____ Provided text

West Virginia Voters Approve Anti-Abortion Constitutional Amendment

Amendment 1 would add a line delineating that “nothing in this constitution secures or protects a right to abortion or requires the funding of abortion."

Voters in West Virginia passed a ballot initiative that would amend the state’s constitution to strip away abortion protections, which abortion rights advocates warn could make it harder for women to ensure abortion access through the courts, and give lawmakers more cover to pass legislation restricting abortion.

Known as the “No Constitutional Right to Abortion Amendment,” Amendment 1 would add a line delineating that “nothing in this constitution secures or protects a right to abortion or requires the funding of abortion,” with no exceptions for rape, incest or life of the mother.

It could directly prevent low-income women on Medicaid from being able to use their public funding for abortions. West Virginia is one of 17 states that allow Medicaid funding to be allocated for most abortions deemed “medically necessary.”

In the long term, the amendment would likely face legal action and would be unenforceable because Roe v. Wade ensures a woman’s right to an abortion — unless the Supreme Court overturns the landmark ruling, increasingly a possibility given the court’s conservative majority under President Donald Trump.

By not guaranteeing a woman’s constitutional right to an abortion, the state is further endangering abortion access, according to “Vote No on 1,” a coalition of organizations which campaigned against the amendment. The group includes Planned Parenthood, the ACLU of West Virginia, the Women’s Health Center of West Virginia, and WV Free, a reproductive rights advocacy organization.

Numerous medical organizations also opposed the amendment, according to the Beckley Register-Herald.

This year, voters in two other states, Alabama and Oregon, considered similar anti-abortion ballot initiatives. The measures are among a number of state-level efforts, led by Republican lawmakers and anti-abortion activists, to curtail abortion rights in recent years.

Anti-abortion activists in West Virginia promoted the amendment as a way to prevent taxpayers from funding abortions.

“The taxpayer, in other words, would be off the hook for paying for elective abortions,” Mary Anne Buchanan, program director for West Virginians for Life, told the Charleston Gazette-Mail last month. “In our way of thinking, this is a taxpayers’ rights amendment because people that don’t believe in abortion don’t feel like they should have to pay for them.”

________
____ Study material

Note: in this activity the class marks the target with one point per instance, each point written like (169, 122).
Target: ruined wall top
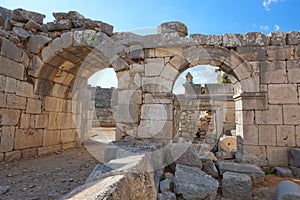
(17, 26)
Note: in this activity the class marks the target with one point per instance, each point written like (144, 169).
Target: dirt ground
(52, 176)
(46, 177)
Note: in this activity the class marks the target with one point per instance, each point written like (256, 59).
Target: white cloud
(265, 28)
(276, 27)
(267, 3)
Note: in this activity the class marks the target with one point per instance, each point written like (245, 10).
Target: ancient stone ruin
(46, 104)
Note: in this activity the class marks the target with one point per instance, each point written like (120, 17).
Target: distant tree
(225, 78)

________
____ Study material

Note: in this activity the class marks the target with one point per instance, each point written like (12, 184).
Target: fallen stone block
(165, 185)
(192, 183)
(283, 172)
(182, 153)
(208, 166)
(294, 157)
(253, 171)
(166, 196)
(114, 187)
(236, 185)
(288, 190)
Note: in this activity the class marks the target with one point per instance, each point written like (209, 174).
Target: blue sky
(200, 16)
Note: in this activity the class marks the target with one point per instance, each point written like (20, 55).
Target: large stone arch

________
____ Study material

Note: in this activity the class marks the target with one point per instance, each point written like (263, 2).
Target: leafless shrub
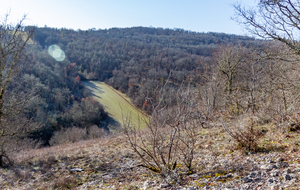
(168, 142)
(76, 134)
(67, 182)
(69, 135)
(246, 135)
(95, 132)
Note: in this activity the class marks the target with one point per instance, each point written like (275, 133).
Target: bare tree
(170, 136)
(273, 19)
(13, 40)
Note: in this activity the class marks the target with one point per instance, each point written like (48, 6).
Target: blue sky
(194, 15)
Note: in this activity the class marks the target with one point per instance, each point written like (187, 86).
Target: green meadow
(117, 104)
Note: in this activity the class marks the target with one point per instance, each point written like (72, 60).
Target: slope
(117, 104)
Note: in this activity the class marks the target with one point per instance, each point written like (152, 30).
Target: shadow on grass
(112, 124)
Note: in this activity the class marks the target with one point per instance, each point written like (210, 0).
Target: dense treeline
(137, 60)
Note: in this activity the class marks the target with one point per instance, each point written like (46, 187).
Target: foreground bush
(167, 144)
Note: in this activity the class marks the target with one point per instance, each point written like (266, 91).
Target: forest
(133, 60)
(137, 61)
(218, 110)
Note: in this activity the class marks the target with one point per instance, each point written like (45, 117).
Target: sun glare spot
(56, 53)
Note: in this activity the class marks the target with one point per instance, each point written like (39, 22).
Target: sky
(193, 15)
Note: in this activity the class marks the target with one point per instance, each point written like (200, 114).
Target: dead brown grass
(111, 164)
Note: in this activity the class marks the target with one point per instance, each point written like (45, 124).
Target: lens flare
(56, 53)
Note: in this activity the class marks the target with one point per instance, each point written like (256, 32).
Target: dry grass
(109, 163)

________

Exercise requirements ::
1. In the article on the West Virginia abortion amendment, rewrite the paragraph beginning "By not guaranteeing a woman's constitutional right" as a short bulleted list that keeps its main facts.
2. Answer these questions from the article on the West Virginia abortion amendment:
(a) How many states allow Medicaid funding for most abortions deemed "medically necessary"?
(b) Which two other states considered similar anti-abortion ballot initiatives this year?
(c) Which organization does Mary Anne Buchanan work for as program director?

Results of the exercise ::
1.
- "Vote No on 1" is a coalition of organizations that campaigned against the amendment.
- It says that by not guaranteeing a woman's constitutional right to an abortion, the state further endangers abortion access.
- Its members include Planned Parenthood, the ACLU of West Virginia, the Women's Health Center of West Virginia, and WV Free, a reproductive rights advocacy organization.

2.
(a) 17 states, including West Virginia.
(b) Alabama and Oregon.
(c) West Virginians for Life.